**CONSEGNA 1:**
Riporta in una tabella Markdown le righe dell'elenco, dalla riga che contiene "Return the polygon of every instance of the white farmhouse" fino a quella che contiene "115L122 114L123 125L114", entrambe incluse, senza le righe vuote. Usa le colonne Num, con il numero progressivo, e Riga, con il testo della riga.

**BRANO FORNITO:**
E, pur tuttavia, è la sonorità che s’impone sull’immagine, nella lettura: «stanno / come faci, tremule, falci / tralci di vite, recise o quasi / i vasi dei fiori appassiti / nelle dimore vuote, o quasi». È nella volontà del poeta di sottolineare la specificità di una pratica che, in quanto costruita con parole, egli si propone di smerigliare al meglio, facendo tintinnare il lessico fino all’intersezione sonora. Con il suono, che fa intrinsecamente parte del senso, Martella costruisce al contempo il resoconto della sua vita, non nel mezzo del cammin, ma su un liminare confine dove si piega e ripiega, come una canna al vento, la possibilità umana di render conto dell’assoluta inconciliabilità dell’ordine cosmico e dell’ordine umano. E, tuttavia, come dicevamo, essi procedono fianco a fianco, 
inestricabilmente.

**ELENCO:**
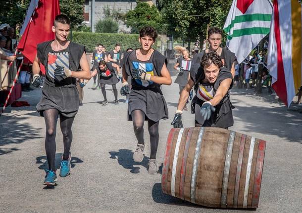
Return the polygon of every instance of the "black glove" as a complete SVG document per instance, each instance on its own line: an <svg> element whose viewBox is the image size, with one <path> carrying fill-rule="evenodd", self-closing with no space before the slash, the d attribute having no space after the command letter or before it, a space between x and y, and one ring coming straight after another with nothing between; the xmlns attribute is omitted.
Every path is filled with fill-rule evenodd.
<svg viewBox="0 0 302 213"><path fill-rule="evenodd" d="M121 88L121 95L123 96L126 96L129 93L129 85L125 85Z"/></svg>
<svg viewBox="0 0 302 213"><path fill-rule="evenodd" d="M55 65L56 68L54 69L54 76L59 81L62 80L67 77L71 76L71 71L68 69L59 65Z"/></svg>
<svg viewBox="0 0 302 213"><path fill-rule="evenodd" d="M40 75L34 75L33 78L33 83L32 84L35 87L40 87L40 85L42 84L42 79L40 77Z"/></svg>
<svg viewBox="0 0 302 213"><path fill-rule="evenodd" d="M146 72L144 70L139 69L138 70L133 69L132 70L132 76L135 79L144 79Z"/></svg>
<svg viewBox="0 0 302 213"><path fill-rule="evenodd" d="M171 125L173 125L173 128L183 128L183 123L181 121L181 114L179 113L175 114L174 118L171 123Z"/></svg>
<svg viewBox="0 0 302 213"><path fill-rule="evenodd" d="M204 120L209 120L211 117L212 112L215 112L215 107L209 101L203 103L201 108L201 114Z"/></svg>

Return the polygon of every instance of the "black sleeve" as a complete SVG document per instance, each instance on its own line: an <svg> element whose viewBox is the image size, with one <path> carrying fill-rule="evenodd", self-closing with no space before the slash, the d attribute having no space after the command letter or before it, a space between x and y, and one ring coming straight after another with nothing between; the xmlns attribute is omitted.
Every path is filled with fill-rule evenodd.
<svg viewBox="0 0 302 213"><path fill-rule="evenodd" d="M202 81L204 79L204 72L203 69L199 64L193 64L190 70L190 76L191 79L196 83L197 81Z"/></svg>
<svg viewBox="0 0 302 213"><path fill-rule="evenodd" d="M164 64L166 65L168 64L167 59L161 53L157 50L154 50L154 56L153 57L153 64L155 69L157 75L161 76L161 72Z"/></svg>
<svg viewBox="0 0 302 213"><path fill-rule="evenodd" d="M227 79L232 79L232 84L231 84L231 85L230 86L230 88L229 89L230 89L232 88L232 87L233 86L233 76L232 75L232 74L230 72L228 69L222 67L221 68L221 70L220 70L217 81L215 83L214 86L215 89L217 90L218 89L218 87L219 86L219 85L220 85L220 84L221 83L221 82L222 82L223 80L225 80Z"/></svg>
<svg viewBox="0 0 302 213"><path fill-rule="evenodd" d="M45 58L45 51L47 45L49 44L51 41L49 42L44 42L41 43L39 43L37 46L37 57L39 59L40 63L45 66L47 64L47 58Z"/></svg>
<svg viewBox="0 0 302 213"><path fill-rule="evenodd" d="M179 58L177 58L177 60L176 60L176 63L178 63L179 64L179 67L181 66L181 62L182 60L183 59L181 57L180 57Z"/></svg>

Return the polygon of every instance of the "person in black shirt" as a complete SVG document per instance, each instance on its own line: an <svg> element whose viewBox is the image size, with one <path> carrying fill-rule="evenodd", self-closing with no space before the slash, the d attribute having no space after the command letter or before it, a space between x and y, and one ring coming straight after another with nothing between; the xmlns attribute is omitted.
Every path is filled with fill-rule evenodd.
<svg viewBox="0 0 302 213"><path fill-rule="evenodd" d="M183 90L174 118L171 123L174 128L183 127L182 109L195 85L198 85L195 107L195 127L215 127L227 128L233 126L233 119L229 90L232 88L233 77L223 67L220 56L213 51L202 56L197 73L191 74L191 78Z"/></svg>
<svg viewBox="0 0 302 213"><path fill-rule="evenodd" d="M47 185L55 185L57 179L54 161L56 123L59 116L64 143L60 176L66 177L70 174L71 127L80 104L76 79L91 78L85 46L67 40L70 29L69 18L63 14L57 15L52 28L55 39L38 45L32 69L33 85L36 87L39 87L42 83L39 74L40 63L46 70L42 97L37 105L37 110L44 117L46 126L45 149L49 170L46 171L44 184Z"/></svg>

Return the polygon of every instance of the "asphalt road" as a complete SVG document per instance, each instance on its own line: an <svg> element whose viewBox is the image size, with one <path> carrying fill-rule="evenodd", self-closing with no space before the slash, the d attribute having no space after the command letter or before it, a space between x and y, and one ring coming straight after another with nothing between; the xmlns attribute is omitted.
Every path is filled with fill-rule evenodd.
<svg viewBox="0 0 302 213"><path fill-rule="evenodd" d="M45 189L42 185L48 167L45 127L35 111L41 90L23 93L21 100L30 107L9 107L0 117L0 212L251 212L205 208L163 194L160 174L150 175L147 170L147 128L145 157L136 163L132 154L137 142L132 124L127 121L125 98L119 94L120 103L114 105L111 87L107 85L109 103L102 106L101 91L93 90L92 85L91 81L84 87L84 105L73 126L71 174L58 177L53 188ZM178 85L163 86L163 91L170 118L160 124L159 165L177 106ZM288 109L266 91L255 96L252 89L233 89L231 98L236 108L231 129L267 141L256 212L302 212L302 114L297 105ZM193 126L193 115L185 112L183 117L185 127ZM57 128L58 168L63 143L58 125Z"/></svg>

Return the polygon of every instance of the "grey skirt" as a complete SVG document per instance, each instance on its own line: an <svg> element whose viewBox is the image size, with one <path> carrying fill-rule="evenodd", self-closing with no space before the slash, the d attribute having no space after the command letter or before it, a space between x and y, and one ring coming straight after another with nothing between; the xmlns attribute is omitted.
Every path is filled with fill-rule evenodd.
<svg viewBox="0 0 302 213"><path fill-rule="evenodd" d="M185 86L189 81L189 74L190 72L188 70L184 70L184 71L179 73L176 79L175 79L174 83L175 84L178 84L179 85L181 86Z"/></svg>
<svg viewBox="0 0 302 213"><path fill-rule="evenodd" d="M156 91L133 87L129 94L129 100L128 121L132 121L131 113L138 109L144 112L146 121L157 122L160 119L168 118L167 104L159 89Z"/></svg>
<svg viewBox="0 0 302 213"><path fill-rule="evenodd" d="M116 77L115 74L112 74L108 77L104 77L100 74L100 83L105 85L116 85L118 83L119 80Z"/></svg>
<svg viewBox="0 0 302 213"><path fill-rule="evenodd" d="M79 91L75 85L52 86L44 84L42 97L36 108L41 116L44 110L56 109L60 114L72 118L78 112L79 104Z"/></svg>

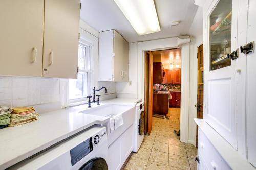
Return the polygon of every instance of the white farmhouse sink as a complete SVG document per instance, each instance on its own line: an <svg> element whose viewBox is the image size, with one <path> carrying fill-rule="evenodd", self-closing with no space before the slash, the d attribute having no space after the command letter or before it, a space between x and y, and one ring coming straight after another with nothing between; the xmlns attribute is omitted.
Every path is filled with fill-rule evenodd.
<svg viewBox="0 0 256 170"><path fill-rule="evenodd" d="M124 112L132 108L132 106L107 104L96 108L82 111L80 113L96 116L109 117L110 115L117 115Z"/></svg>
<svg viewBox="0 0 256 170"><path fill-rule="evenodd" d="M110 115L122 114L123 125L114 131L110 131L110 123L105 125L108 132L108 145L110 145L129 127L133 126L135 118L135 106L120 104L106 104L82 111L80 113L98 116L112 117Z"/></svg>

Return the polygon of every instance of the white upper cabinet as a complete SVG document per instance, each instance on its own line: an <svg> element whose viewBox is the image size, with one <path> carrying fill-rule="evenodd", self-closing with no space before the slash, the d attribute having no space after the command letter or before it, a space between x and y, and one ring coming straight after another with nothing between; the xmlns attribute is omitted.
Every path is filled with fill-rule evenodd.
<svg viewBox="0 0 256 170"><path fill-rule="evenodd" d="M128 81L129 45L115 30L99 33L98 80Z"/></svg>
<svg viewBox="0 0 256 170"><path fill-rule="evenodd" d="M80 0L45 0L43 76L77 78Z"/></svg>
<svg viewBox="0 0 256 170"><path fill-rule="evenodd" d="M0 75L76 78L80 0L0 1Z"/></svg>
<svg viewBox="0 0 256 170"><path fill-rule="evenodd" d="M204 117L237 148L237 0L213 1L204 18Z"/></svg>
<svg viewBox="0 0 256 170"><path fill-rule="evenodd" d="M0 1L0 75L42 76L44 2Z"/></svg>

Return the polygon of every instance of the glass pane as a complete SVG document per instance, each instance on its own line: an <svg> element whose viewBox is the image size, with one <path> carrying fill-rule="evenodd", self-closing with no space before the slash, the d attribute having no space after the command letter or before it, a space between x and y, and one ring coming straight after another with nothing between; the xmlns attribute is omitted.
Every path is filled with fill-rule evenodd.
<svg viewBox="0 0 256 170"><path fill-rule="evenodd" d="M79 69L86 70L86 47L80 45L78 48L78 67Z"/></svg>
<svg viewBox="0 0 256 170"><path fill-rule="evenodd" d="M77 79L69 79L69 99L85 97L87 79L86 74L78 73Z"/></svg>
<svg viewBox="0 0 256 170"><path fill-rule="evenodd" d="M220 0L209 17L210 71L231 65L232 0Z"/></svg>

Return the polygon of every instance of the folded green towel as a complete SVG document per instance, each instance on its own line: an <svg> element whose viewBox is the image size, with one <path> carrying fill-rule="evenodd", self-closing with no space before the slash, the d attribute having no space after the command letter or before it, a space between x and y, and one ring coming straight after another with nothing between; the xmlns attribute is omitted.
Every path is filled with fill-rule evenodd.
<svg viewBox="0 0 256 170"><path fill-rule="evenodd" d="M11 117L11 113L7 113L0 115L0 120L6 119Z"/></svg>
<svg viewBox="0 0 256 170"><path fill-rule="evenodd" d="M5 125L9 124L11 121L10 118L6 118L5 119L0 120L0 125Z"/></svg>

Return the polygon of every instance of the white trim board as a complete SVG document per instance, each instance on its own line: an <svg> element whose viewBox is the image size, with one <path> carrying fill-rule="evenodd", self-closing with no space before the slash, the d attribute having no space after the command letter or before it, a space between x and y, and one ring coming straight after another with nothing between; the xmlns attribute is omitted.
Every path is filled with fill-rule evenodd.
<svg viewBox="0 0 256 170"><path fill-rule="evenodd" d="M177 46L177 38L173 37L138 43L138 95L144 101L145 51L181 48L181 101L180 140L188 142L189 108L190 44Z"/></svg>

**CONSEGNA 2:**
Stabilisci se le seguenti affermazioni concordano con il brano e rispondi sì o no, citando testualmente le parole decisive del brano. (a) Nella lettura è l'immagine a prevalere sulla sonorità. (b) Il suono fa intrinsecamente parte del senso. (c) Martella costruisce il resoconto della sua vita nel mezzo del cammin.

**ESITO ESERCIZIO 1:**
| Num | Riga |
|---|---|
| 1 | Return the polygon of every instance of the white farmhouse sink as a complete SVG document per instance, each instance on its own line: an <svg> element whose viewBox is the image size, with one <path> carrying fill-rule="evenodd", self-closing with no space before the slash, the d attribute having no space after the command letter or before it, a space between x and y, and one ring coming straight after another with nothing between; the xmlns attribute is omitted. |
| 2 | Every path is filled with fill-rule evenodd. |
| 3 | <svg viewBox="0 0 256 170"><path fill-rule="evenodd" d="M124 112L132 108L132 106L107 104L96 108L82 111L80 113L96 116L109 117L110 115L117 115Z"/></svg> |
| 4 | <svg viewBox="0 0 256 170"><path fill-rule="evenodd" d="M110 115L122 114L123 125L114 131L110 131L110 123L105 125L108 132L108 145L110 145L129 127L133 126L135 118L135 106L120 104L106 104L82 111L80 113L98 116L112 117Z"/></svg> |

**ESITO ESERCIZIO 2:**
(a) No: «è la sonorità che s’impone sull’immagine, nella lettura».
(b) Sì: «Con il suono, che fa intrinsecamente parte del senso».
(c) No: «non nel mezzo del cammin, ma su un liminare confine».